**Task item:**
Would you please copy each line of the data in which the string "light" occurs?

(Annotated photo localization data)

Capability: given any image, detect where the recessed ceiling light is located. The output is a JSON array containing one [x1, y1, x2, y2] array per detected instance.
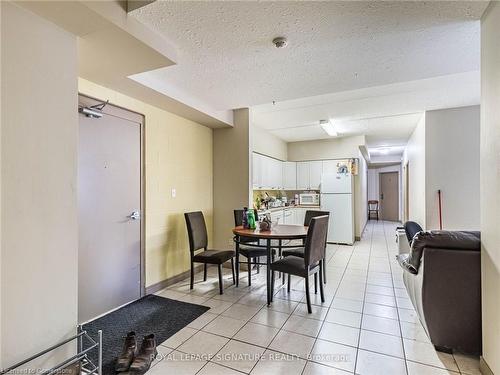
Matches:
[[272, 37, 288, 49], [320, 119, 338, 137]]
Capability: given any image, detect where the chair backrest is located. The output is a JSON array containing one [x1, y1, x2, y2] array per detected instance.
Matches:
[[184, 211, 208, 252], [304, 210, 330, 226], [304, 215, 329, 267], [368, 200, 379, 209], [404, 221, 423, 244], [233, 209, 259, 226]]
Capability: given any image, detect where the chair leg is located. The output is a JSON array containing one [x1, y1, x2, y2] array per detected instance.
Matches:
[[282, 270, 285, 285], [270, 270, 275, 303], [322, 259, 327, 284], [190, 261, 194, 289], [257, 256, 260, 273], [287, 274, 291, 293], [314, 273, 318, 294], [231, 258, 236, 285], [203, 264, 207, 282], [218, 264, 223, 295], [305, 276, 312, 314], [319, 268, 325, 303], [247, 258, 252, 286]]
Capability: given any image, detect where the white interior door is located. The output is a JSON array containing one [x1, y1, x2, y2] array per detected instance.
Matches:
[[78, 95, 143, 323]]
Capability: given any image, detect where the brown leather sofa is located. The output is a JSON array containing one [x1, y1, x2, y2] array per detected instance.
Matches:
[[397, 230, 481, 354]]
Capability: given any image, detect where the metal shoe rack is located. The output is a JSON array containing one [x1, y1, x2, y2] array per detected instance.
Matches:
[[0, 326, 102, 375]]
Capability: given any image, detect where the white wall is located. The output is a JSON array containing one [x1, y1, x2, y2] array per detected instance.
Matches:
[[1, 2, 78, 367], [425, 106, 480, 230], [251, 124, 287, 161], [403, 115, 426, 227], [368, 164, 403, 221], [480, 3, 500, 374]]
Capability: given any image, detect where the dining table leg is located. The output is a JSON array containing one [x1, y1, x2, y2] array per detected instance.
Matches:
[[235, 237, 240, 287], [266, 238, 272, 306]]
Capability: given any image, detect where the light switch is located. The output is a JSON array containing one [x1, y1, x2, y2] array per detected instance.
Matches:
[[171, 188, 176, 198]]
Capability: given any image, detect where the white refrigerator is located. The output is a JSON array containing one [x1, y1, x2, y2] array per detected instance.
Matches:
[[320, 173, 355, 245]]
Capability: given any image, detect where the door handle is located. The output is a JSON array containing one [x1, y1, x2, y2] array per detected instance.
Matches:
[[128, 211, 140, 220], [380, 193, 384, 200]]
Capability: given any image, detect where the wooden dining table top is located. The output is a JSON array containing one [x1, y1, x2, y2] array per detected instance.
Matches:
[[232, 224, 308, 239]]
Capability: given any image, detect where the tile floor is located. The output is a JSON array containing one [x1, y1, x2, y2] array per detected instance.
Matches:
[[150, 221, 481, 375]]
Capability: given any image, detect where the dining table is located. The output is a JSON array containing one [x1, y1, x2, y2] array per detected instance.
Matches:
[[232, 224, 309, 305]]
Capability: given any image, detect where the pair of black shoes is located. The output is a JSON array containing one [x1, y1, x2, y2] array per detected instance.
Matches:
[[115, 332, 157, 373]]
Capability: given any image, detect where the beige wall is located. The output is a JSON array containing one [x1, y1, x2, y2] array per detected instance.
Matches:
[[403, 115, 426, 228], [287, 135, 366, 161], [480, 3, 500, 374], [251, 124, 287, 161], [1, 2, 78, 367], [213, 109, 251, 249], [425, 106, 480, 230], [79, 78, 213, 288]]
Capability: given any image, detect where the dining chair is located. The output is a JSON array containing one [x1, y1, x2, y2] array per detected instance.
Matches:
[[368, 200, 379, 221], [233, 209, 275, 286], [270, 215, 328, 313], [281, 210, 330, 287], [185, 211, 235, 294]]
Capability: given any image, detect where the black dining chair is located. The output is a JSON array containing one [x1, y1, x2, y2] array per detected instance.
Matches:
[[233, 209, 275, 286], [270, 215, 329, 313], [185, 211, 235, 294], [282, 210, 330, 288]]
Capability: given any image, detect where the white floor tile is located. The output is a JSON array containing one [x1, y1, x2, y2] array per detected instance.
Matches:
[[361, 315, 401, 336], [202, 314, 247, 337], [148, 350, 206, 375], [221, 303, 262, 321], [251, 349, 306, 375], [251, 308, 290, 328], [406, 361, 460, 375], [318, 321, 360, 347], [331, 297, 364, 313], [234, 321, 279, 347], [355, 350, 406, 375], [303, 361, 352, 374], [282, 315, 323, 337], [197, 362, 244, 375], [359, 330, 404, 358], [293, 303, 329, 320], [453, 353, 481, 375], [213, 340, 265, 373], [403, 339, 459, 371], [161, 327, 198, 349], [269, 330, 316, 359], [187, 312, 218, 329], [202, 298, 234, 314], [325, 308, 362, 328], [310, 339, 357, 373], [363, 302, 399, 320], [177, 331, 229, 358]]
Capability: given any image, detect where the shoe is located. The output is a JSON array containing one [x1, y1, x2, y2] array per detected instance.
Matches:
[[129, 334, 157, 373], [115, 331, 138, 372]]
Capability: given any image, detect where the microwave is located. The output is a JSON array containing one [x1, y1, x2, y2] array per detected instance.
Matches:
[[299, 193, 320, 206]]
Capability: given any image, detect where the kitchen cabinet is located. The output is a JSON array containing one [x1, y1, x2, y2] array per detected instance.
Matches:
[[322, 160, 337, 174], [297, 162, 310, 190], [309, 161, 323, 189], [252, 153, 283, 190], [282, 162, 297, 190], [283, 208, 293, 224], [252, 153, 263, 189], [296, 161, 323, 190]]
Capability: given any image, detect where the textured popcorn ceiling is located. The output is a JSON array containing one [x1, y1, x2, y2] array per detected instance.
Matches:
[[132, 1, 487, 111]]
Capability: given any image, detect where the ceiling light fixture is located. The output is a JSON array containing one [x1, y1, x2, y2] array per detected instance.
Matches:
[[320, 119, 338, 137], [272, 37, 288, 49]]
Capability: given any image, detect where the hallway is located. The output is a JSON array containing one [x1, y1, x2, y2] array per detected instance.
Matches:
[[152, 221, 480, 375]]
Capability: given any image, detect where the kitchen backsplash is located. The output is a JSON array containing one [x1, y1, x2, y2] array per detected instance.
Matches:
[[252, 189, 320, 210]]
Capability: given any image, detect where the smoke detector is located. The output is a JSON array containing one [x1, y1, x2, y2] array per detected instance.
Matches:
[[272, 37, 288, 49]]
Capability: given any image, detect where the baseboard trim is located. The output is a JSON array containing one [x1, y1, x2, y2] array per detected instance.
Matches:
[[146, 265, 204, 295], [480, 356, 495, 375]]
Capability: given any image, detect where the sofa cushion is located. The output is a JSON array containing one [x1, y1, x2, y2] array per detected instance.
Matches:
[[404, 221, 423, 244], [406, 230, 481, 272]]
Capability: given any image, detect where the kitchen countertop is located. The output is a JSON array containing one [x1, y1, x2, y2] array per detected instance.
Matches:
[[258, 205, 321, 213]]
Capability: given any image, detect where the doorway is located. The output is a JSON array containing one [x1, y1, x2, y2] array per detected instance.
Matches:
[[78, 94, 145, 323], [379, 171, 399, 221]]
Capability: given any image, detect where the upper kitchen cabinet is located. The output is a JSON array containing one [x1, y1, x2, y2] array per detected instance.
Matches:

**Reply to the exercise:**
Capability: given any image, detect where the recessed ceiling light is located. The output is a JSON array containing one [x1, y1, x2, y2] array per detected instance.
Capability: given any image, detect where the light switch is located. The output is a JSON array containing one [x1, y1, x2, y2] array per detected instance.
Capability: given any image, detect where the ceiling light fixture is located. The output is a JSON array containing one [x1, y1, x2, y2] array per detected instance.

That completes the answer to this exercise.